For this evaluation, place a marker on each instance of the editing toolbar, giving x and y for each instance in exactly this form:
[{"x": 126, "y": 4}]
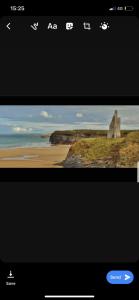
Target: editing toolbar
[{"x": 36, "y": 25}]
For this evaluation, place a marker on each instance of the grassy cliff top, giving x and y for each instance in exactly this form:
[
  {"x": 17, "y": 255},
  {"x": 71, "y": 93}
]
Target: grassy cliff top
[
  {"x": 86, "y": 132},
  {"x": 121, "y": 151}
]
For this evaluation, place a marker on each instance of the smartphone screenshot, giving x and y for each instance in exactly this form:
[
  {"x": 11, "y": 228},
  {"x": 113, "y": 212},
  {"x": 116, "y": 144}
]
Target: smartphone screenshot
[{"x": 69, "y": 150}]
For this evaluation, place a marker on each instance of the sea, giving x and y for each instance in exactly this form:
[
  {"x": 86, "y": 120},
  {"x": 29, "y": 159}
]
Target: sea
[{"x": 23, "y": 141}]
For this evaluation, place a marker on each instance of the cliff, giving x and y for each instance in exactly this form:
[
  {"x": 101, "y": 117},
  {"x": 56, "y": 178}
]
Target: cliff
[
  {"x": 72, "y": 136},
  {"x": 104, "y": 153}
]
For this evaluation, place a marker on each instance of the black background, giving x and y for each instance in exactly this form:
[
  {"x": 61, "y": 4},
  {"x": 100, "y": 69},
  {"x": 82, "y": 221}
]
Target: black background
[{"x": 70, "y": 222}]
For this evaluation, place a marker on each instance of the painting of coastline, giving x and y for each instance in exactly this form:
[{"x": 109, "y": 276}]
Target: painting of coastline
[{"x": 69, "y": 136}]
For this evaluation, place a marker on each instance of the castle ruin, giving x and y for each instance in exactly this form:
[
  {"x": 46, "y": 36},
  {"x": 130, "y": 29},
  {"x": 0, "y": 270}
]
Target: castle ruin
[{"x": 114, "y": 128}]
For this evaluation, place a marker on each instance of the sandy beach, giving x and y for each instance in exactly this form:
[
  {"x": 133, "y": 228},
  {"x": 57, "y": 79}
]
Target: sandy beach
[{"x": 49, "y": 157}]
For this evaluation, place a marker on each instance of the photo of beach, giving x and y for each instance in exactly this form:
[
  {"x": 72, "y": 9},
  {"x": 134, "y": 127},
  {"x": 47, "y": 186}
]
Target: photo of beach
[{"x": 69, "y": 136}]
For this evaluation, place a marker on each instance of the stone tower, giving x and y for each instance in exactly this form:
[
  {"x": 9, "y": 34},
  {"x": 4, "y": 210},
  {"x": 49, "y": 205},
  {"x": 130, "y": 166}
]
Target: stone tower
[{"x": 114, "y": 128}]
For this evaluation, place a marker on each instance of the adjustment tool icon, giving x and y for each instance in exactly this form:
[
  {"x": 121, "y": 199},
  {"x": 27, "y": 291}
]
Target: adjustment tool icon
[{"x": 35, "y": 26}]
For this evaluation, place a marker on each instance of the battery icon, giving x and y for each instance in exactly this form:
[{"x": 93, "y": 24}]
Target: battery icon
[{"x": 129, "y": 8}]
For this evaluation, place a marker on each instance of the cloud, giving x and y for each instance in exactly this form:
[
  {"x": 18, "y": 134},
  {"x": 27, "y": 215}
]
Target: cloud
[
  {"x": 79, "y": 115},
  {"x": 21, "y": 129},
  {"x": 45, "y": 114}
]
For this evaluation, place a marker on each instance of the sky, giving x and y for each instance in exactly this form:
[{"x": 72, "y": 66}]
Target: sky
[{"x": 46, "y": 119}]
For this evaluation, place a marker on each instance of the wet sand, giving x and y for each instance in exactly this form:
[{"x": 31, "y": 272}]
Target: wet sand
[{"x": 50, "y": 157}]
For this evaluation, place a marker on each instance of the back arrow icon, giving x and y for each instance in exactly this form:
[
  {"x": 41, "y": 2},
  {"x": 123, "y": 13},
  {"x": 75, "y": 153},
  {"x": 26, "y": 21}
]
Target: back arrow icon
[
  {"x": 8, "y": 26},
  {"x": 127, "y": 277}
]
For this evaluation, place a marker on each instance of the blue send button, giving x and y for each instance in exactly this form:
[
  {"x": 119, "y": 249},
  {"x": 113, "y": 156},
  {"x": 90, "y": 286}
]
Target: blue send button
[{"x": 120, "y": 277}]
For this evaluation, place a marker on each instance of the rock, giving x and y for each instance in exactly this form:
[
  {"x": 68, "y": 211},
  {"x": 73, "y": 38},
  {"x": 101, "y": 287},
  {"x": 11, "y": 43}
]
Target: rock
[
  {"x": 114, "y": 128},
  {"x": 71, "y": 136}
]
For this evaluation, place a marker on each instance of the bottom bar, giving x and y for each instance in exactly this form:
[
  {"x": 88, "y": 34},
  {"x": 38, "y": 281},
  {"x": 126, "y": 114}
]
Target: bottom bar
[{"x": 69, "y": 296}]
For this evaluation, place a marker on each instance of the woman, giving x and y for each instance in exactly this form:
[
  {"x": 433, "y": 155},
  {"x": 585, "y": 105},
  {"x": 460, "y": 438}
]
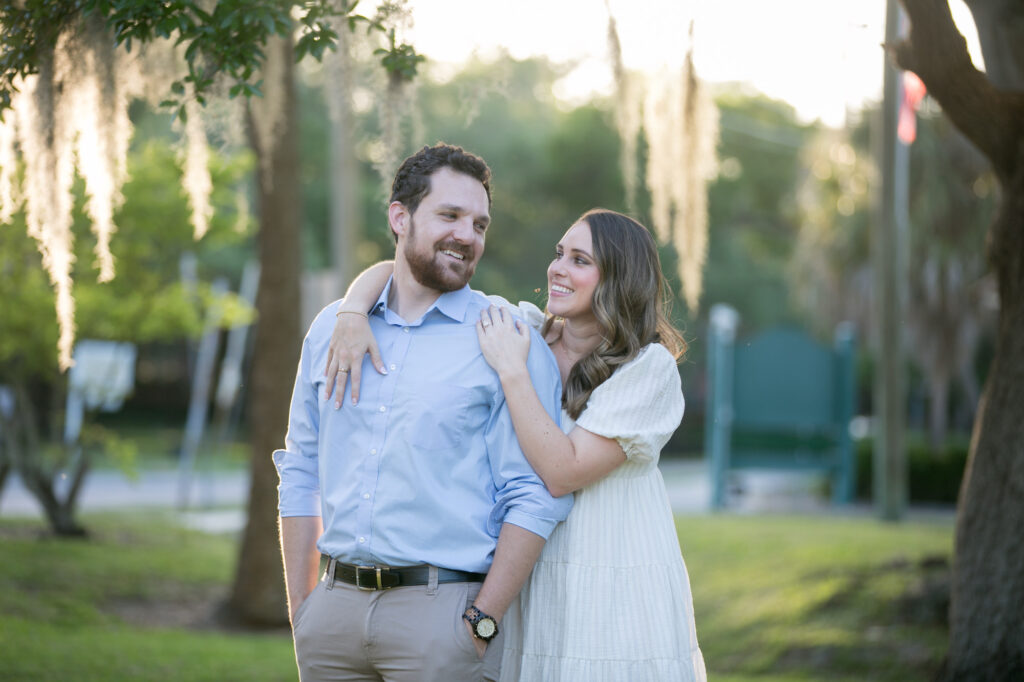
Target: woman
[{"x": 609, "y": 597}]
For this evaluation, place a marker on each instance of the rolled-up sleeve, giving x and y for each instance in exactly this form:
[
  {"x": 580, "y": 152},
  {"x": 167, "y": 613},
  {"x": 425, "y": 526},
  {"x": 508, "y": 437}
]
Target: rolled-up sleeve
[
  {"x": 297, "y": 463},
  {"x": 521, "y": 497}
]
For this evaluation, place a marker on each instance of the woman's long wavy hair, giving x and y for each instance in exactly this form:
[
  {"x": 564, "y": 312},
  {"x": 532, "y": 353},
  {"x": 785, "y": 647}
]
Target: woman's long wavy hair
[{"x": 632, "y": 304}]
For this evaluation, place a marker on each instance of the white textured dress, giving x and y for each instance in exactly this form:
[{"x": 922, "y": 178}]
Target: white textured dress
[{"x": 609, "y": 598}]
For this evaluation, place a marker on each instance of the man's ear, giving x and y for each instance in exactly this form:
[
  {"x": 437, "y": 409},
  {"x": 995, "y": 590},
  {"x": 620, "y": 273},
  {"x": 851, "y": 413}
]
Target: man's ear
[{"x": 398, "y": 218}]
══════════
YOUR TASK: Reproduce all of the records above word for word, omitting the pictures.

RESPONSE TO THE TASK:
For this evaluation, place a marker on each instance of the editing toolbar, giving x and y for each instance in exactly this form:
[{"x": 126, "y": 4}]
Target: editing toolbar
[{"x": 36, "y": 25}]
For this evaluation, place a marker on each instance of the grassy cliff top, giving x and y for each instance in exactly this form:
[
  {"x": 17, "y": 255},
  {"x": 71, "y": 93}
]
Target: grassy cliff top
[
  {"x": 86, "y": 132},
  {"x": 121, "y": 151}
]
For this evaluation, place a marker on each instance of the smartphone screenshot, giving x and y for each instance in exactly this form:
[
  {"x": 11, "y": 228},
  {"x": 113, "y": 212},
  {"x": 116, "y": 144}
]
Target: smartphone screenshot
[{"x": 69, "y": 150}]
For this evaluation, place a marker on each instance of the sea, giving x and y for each instance in exactly this form:
[
  {"x": 86, "y": 120},
  {"x": 29, "y": 159}
]
Target: sea
[{"x": 23, "y": 141}]
For this evaluation, place a marker on each instance of the cliff, giving x and y for each instance in exactly this form:
[
  {"x": 101, "y": 117},
  {"x": 56, "y": 178}
]
Target: cliff
[
  {"x": 72, "y": 136},
  {"x": 104, "y": 153}
]
For this evaluation, place a marker on each instance of the black background, giving x and y for each instance in exactly this form:
[
  {"x": 61, "y": 4},
  {"x": 100, "y": 69},
  {"x": 82, "y": 221}
]
Target: black background
[{"x": 70, "y": 222}]
For this evaluation, place a marker on each instance of the painting of coastline, giving x and y for each instance in exactly this form:
[{"x": 109, "y": 276}]
Target: painting of coastline
[{"x": 69, "y": 136}]
For this evaluation, place a marker on each instance of the castle ruin, giving x and y for each instance in exactly this form:
[
  {"x": 46, "y": 36},
  {"x": 130, "y": 29},
  {"x": 0, "y": 270}
]
Target: castle ruin
[{"x": 114, "y": 128}]
For this evaluation, place a marker on each instance of the sandy beach, giving x and y for each instance in exactly this form:
[
  {"x": 133, "y": 228},
  {"x": 57, "y": 79}
]
Target: sandy beach
[{"x": 49, "y": 157}]
For this evaluation, place a marker on each instance of the photo of beach, giving x and y for each instance in exactly this form:
[
  {"x": 72, "y": 9},
  {"x": 134, "y": 127},
  {"x": 47, "y": 186}
]
Target: photo of beach
[{"x": 69, "y": 136}]
For this evaluation, place a marker on each instance of the stone tower, giving x and y for each instance in exactly this form:
[
  {"x": 9, "y": 34},
  {"x": 4, "y": 210},
  {"x": 49, "y": 205},
  {"x": 130, "y": 166}
]
Target: stone tower
[{"x": 114, "y": 128}]
For this evaluation, place a marker on each instance of the adjustment tool icon, giving x and y for each instance in exactly this form:
[
  {"x": 121, "y": 199},
  {"x": 27, "y": 291}
]
Target: adjustment tool icon
[{"x": 35, "y": 26}]
For this evaluation, place a marker on each instance of the battery icon, giving x and y for each instance in exactly this form:
[{"x": 93, "y": 24}]
Target: battery icon
[{"x": 129, "y": 8}]
For this evaluation, place a marker on each instance of the cloud, giving x and y for each instance in exactly this form:
[
  {"x": 18, "y": 134},
  {"x": 27, "y": 215}
]
Target: cloud
[
  {"x": 79, "y": 115},
  {"x": 21, "y": 129},
  {"x": 45, "y": 114}
]
For this evaluation, place a marker on each instance of the sky, giving x and y for each instance in exactly this form:
[{"x": 72, "y": 66}]
Target: sky
[{"x": 46, "y": 119}]
For this evaluation, place a marker on each instance of the wet sand, giving x and y for each instance in exactly this form:
[{"x": 31, "y": 272}]
Target: wet sand
[{"x": 50, "y": 157}]
For this evaluation, place a marker on each instance of the back arrow icon, giving x and y for each instance in exactly this form:
[
  {"x": 41, "y": 2},
  {"x": 123, "y": 13},
  {"x": 75, "y": 153},
  {"x": 26, "y": 21}
]
Target: back arrow icon
[
  {"x": 8, "y": 26},
  {"x": 127, "y": 277}
]
For this evaluation, place a marker on each instance of the blue send button, giving x and y for each instance in exactly this form:
[
  {"x": 119, "y": 249},
  {"x": 113, "y": 156},
  {"x": 90, "y": 286}
]
Target: blue send button
[{"x": 120, "y": 277}]
For this evaluation, place a marker on each instance of the rock, giving x and y for each instance in exactly this form:
[
  {"x": 68, "y": 211},
  {"x": 73, "y": 38},
  {"x": 101, "y": 287},
  {"x": 11, "y": 43}
]
Target: rock
[
  {"x": 114, "y": 128},
  {"x": 71, "y": 136}
]
For this evaluation, place a marker on each instance of the bottom bar, giving x and y for each instance in exactly this form:
[
  {"x": 88, "y": 34},
  {"x": 38, "y": 281},
  {"x": 126, "y": 114}
]
Target: bottom bar
[{"x": 69, "y": 296}]
For this evaluation, place a marker on each instance of the woman, giving x and y for each instance in exactly this form:
[
  {"x": 433, "y": 155},
  {"x": 585, "y": 105},
  {"x": 460, "y": 438}
]
Target: woman
[{"x": 609, "y": 597}]
For this evaluation, place a marker on each instance of the rolled-up sleeve, giving x and y for each instance in exactly this form:
[
  {"x": 580, "y": 152},
  {"x": 167, "y": 613},
  {"x": 425, "y": 526},
  {"x": 508, "y": 437}
]
Target: rolled-up sleeve
[
  {"x": 297, "y": 463},
  {"x": 521, "y": 497}
]
For this evaluation, place a marker on each instance of the woman's long wavy hair, giving x and y for each instance in exactly this form:
[
  {"x": 564, "y": 312},
  {"x": 532, "y": 353},
  {"x": 785, "y": 647}
]
Target: woman's long wavy hair
[{"x": 632, "y": 304}]
For this evaluation, place a marker on each instance of the white textured dress, giving x and y for each instance in exactly this form:
[{"x": 922, "y": 178}]
Target: white textured dress
[{"x": 609, "y": 598}]
For this evaluation, place a marker on each instance of the man's ear, giving x and y for each instance in exactly this form:
[
  {"x": 437, "y": 409},
  {"x": 995, "y": 590},
  {"x": 620, "y": 273},
  {"x": 851, "y": 413}
]
Target: man's ear
[{"x": 398, "y": 218}]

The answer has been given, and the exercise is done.